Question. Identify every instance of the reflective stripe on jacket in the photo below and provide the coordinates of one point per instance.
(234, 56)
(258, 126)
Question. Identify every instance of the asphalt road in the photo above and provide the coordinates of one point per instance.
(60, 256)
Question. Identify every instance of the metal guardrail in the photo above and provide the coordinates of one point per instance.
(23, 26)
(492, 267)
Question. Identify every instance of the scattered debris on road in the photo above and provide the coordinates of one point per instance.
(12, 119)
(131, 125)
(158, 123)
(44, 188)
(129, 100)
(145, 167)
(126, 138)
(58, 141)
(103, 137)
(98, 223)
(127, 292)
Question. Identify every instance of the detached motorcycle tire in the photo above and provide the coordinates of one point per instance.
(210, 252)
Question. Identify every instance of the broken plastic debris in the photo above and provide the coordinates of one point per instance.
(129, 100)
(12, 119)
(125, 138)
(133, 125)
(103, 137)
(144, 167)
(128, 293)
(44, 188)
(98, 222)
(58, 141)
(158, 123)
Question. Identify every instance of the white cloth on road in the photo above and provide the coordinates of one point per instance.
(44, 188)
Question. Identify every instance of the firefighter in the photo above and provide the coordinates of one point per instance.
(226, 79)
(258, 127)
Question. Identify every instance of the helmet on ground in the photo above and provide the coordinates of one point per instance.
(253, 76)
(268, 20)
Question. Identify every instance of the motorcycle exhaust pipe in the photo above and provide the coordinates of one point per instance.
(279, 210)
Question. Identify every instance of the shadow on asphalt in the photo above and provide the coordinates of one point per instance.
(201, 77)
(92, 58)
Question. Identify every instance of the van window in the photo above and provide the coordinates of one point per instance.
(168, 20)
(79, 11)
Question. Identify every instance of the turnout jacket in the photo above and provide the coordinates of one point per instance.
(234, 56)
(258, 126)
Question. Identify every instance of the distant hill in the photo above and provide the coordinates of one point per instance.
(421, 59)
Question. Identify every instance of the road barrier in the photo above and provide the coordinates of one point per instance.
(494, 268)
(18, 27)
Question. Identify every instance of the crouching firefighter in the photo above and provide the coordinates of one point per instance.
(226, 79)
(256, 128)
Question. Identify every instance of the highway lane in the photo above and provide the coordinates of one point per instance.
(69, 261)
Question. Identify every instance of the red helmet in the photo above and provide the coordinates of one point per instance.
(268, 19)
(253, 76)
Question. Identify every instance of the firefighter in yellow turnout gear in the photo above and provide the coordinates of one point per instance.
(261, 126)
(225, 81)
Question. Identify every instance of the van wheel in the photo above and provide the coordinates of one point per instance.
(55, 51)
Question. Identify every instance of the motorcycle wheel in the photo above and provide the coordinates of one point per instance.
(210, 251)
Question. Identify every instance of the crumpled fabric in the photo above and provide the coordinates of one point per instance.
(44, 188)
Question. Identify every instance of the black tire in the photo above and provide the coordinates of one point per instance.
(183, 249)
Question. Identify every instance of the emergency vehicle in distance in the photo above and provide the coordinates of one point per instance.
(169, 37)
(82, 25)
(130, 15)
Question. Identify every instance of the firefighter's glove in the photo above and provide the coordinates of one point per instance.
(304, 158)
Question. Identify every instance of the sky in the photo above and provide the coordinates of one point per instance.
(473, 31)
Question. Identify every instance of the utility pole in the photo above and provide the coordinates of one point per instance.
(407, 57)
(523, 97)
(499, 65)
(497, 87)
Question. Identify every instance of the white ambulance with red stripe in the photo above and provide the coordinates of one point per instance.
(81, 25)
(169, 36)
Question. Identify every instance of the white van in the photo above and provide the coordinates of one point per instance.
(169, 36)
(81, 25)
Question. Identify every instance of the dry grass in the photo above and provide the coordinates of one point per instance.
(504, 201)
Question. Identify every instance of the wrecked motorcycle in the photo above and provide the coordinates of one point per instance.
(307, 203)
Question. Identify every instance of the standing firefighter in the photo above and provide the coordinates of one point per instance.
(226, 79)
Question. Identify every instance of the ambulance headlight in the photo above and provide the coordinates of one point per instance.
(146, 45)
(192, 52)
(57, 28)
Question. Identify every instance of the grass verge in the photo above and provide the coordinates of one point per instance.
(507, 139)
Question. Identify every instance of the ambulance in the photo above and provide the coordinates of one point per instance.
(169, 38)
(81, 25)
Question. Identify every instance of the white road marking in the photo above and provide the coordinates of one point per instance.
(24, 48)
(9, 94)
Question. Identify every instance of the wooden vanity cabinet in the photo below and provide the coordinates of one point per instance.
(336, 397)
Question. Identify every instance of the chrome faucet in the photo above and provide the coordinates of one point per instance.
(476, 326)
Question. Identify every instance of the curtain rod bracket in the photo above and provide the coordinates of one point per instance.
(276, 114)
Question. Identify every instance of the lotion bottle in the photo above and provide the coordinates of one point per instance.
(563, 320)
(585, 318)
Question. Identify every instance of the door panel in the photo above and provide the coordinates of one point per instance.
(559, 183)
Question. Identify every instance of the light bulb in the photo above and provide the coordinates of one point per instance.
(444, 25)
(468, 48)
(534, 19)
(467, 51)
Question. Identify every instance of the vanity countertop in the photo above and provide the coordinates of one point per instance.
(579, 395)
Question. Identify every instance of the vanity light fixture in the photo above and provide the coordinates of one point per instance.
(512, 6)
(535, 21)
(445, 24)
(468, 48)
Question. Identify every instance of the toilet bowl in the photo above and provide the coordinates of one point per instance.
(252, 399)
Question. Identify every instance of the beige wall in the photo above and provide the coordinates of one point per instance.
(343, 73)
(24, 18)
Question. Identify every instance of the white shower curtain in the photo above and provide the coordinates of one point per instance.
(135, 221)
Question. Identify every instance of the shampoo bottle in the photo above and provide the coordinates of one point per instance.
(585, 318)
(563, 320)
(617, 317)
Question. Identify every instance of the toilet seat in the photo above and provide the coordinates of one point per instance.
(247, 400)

^^^^^^^^

▸ **WHAT NEEDS TO BE DONE**: Copy out the whole listing exactly.

▸ **THE RESULT**:
Question. Identify every instance of the reflective stripe on jacket in the photo below and provide the coordinates of one point per instance.
(234, 56)
(258, 126)
Question. Identify every instance of the asphalt road in the photo above and provide the coordinates of one point per instance.
(60, 256)
Question. Identify every instance of the metal guardrail in the photo above and provide the coordinates of one point per instance.
(23, 26)
(492, 267)
Question. Identify every instance of the scattered debris on road in the photo above and provide the coordinates of one point per instance.
(12, 119)
(131, 125)
(158, 123)
(44, 188)
(129, 100)
(145, 167)
(126, 138)
(58, 141)
(103, 137)
(98, 223)
(127, 292)
Question. Identify every instance of the detached motorcycle tire in the photo above and provide the coordinates of one point per instance.
(210, 252)
Question. Identify every instance of the broken plastic debris in the photo above and provide the coordinates of one point per instance.
(129, 100)
(12, 119)
(125, 138)
(133, 125)
(103, 137)
(144, 167)
(128, 293)
(44, 188)
(98, 222)
(58, 141)
(158, 123)
Question. Identify every instance of the white cloth on road in the photo above and provide the coordinates of one point per instance.
(44, 188)
Question. Identify every instance of the firefighter in the photo above and provide the coordinates of one point per instance.
(226, 79)
(258, 127)
Question. Identify every instance of the helmet on ground in the photo above and provide the coordinates of one point per instance.
(253, 76)
(268, 20)
Question. Identify every instance of the motorcycle exhaust pipe in the photo above and provide the coordinates of one point per instance.
(279, 210)
Question. Identify every instance of the shadow on asphalt in the photo above and provide the coordinates of one point per instance.
(201, 77)
(92, 58)
Question. Identify every instance of the van window in the photo above and provide the coordinates of one point per instance.
(168, 20)
(79, 11)
Question. Identify every instance of the turnout jacket in the photo above and provide the coordinates of one point per instance.
(234, 56)
(258, 126)
Question. Identify every instance of the distant hill in the photo above and provide the coordinates of one point per instance.
(421, 59)
Question. Identify every instance of the road barrier in the photo above and provide the coordinates of one point per instance.
(494, 268)
(18, 27)
Question. Identify every instance of the crouching firefighter in the photo above and provide the coordinates of one point per instance.
(226, 79)
(256, 128)
Question. Identify every instance of the highway lane in the photo above and provide the coordinates of one point per instance.
(69, 261)
Question. Identify every instance of the red helmet in the photo above and provide the coordinates of one point per instance.
(268, 19)
(253, 76)
Question. Identify every instance of the firefighter in yellow turnout gear in the photo above and provide the coordinates of one point per instance.
(261, 126)
(225, 81)
Question. Identify every instance of the van wheel in the photo above and provide the coordinates of one point per instance.
(55, 51)
Question. Identify every instance of the motorcycle wheel in the photo above and provide the coordinates of one point per instance.
(210, 251)
Question. Identify every instance of the crumpled fabric in the photo above and provide the coordinates of one point per instance.
(44, 188)
Question. Identify every instance of the black tire in the photo above and provide the coordinates of one point per instance.
(183, 249)
Question. Identify every instance of the emergency vehicle in distance in the photo above and provide the coordinates of one point per instance.
(169, 37)
(82, 25)
(130, 15)
Question. Identify every instance of the firefighter's glove in the photo above and provide the coordinates of one point per instance.
(304, 158)
Question. Identify every instance of the sky in the photo above and provide the coordinates of one point per instance.
(473, 31)
Question. Identify every instance of the utility pole in the photo above and provide the coordinates of one point per instance.
(407, 57)
(523, 97)
(499, 65)
(497, 87)
Question. Identify every instance of the white ambulance with red stripe in the photo above and provide the coordinates of one point per instance.
(81, 25)
(169, 36)
Question. Identify every instance of the white van in the photo above and provide the coordinates of one point per instance.
(169, 36)
(81, 25)
Question. Identify every instance of the dry grass in the photo above and provide the coordinates of one point per instance.
(504, 201)
Question. Identify every instance of the wrecked motorcycle in the photo above and provide the coordinates of one point per instance.
(307, 203)
Question. Identify every instance of the standing firefighter in the photo above and provide the coordinates of one point per instance.
(226, 79)
Question. Identify every instance of the ambulance headlight in the photo above and provide the coordinates of one point per instance.
(146, 45)
(192, 52)
(57, 28)
Question. Identify every instance of the grass verge in the photo above and provide the coordinates of one point per instance.
(507, 139)
Question. Identify every instance of the ambulance in the photo above and provide the coordinates of one point per instance.
(169, 38)
(81, 25)
Question. Identify every instance of the white road marking in the photo above and provide the coordinates of one point per instance.
(24, 48)
(9, 94)
Question. Identify every instance of the wooden vanity cabinet in the photo below and provide the coordinates of one point per instance.
(336, 397)
Question. Identify every instance of the chrome faucet in the photo above and provide the coordinates of one point per instance.
(476, 326)
Question. Identify every instance of the curtain rod bracket in the photo above and provide the coordinates of one point per instance.
(276, 114)
Question. Identify every instance of the lotion bottle in the photo above and provide the coordinates of one point per instance.
(563, 320)
(585, 318)
Question. Identify every instance of the door panel in the photo above and provide the coordinates of one point per instance.
(559, 183)
Question. Identify every instance of the light bulb in the photo above and provide the coordinates of one point per instance.
(444, 25)
(468, 48)
(534, 19)
(467, 51)
Question. Identify every instance of the vanity countertop in the photo above and provide the coordinates of one point per instance.
(579, 395)
Question. Identify every instance of the vanity light fixture in the photo above and provide the coordinates of one point per instance.
(512, 6)
(535, 21)
(445, 24)
(468, 48)
Question. Identify every instance of the toilet bowl in the photo above and provide the coordinates of one point per instance.
(252, 399)
Question. Identify every instance of the beige wall in the photo above and provide the coordinates of one point per instance.
(343, 73)
(24, 18)
Question. Identify every instance of the white shower curtain in the photo above and provide the coordinates of one point per instance.
(135, 221)
Question. Identify every instance of the shampoo bottle in the photo above and provide the coordinates of one point per instance.
(585, 318)
(563, 320)
(617, 317)
Question. Identify every instance of the toilet seat in the photo above and provide the coordinates of one point per instance.
(247, 400)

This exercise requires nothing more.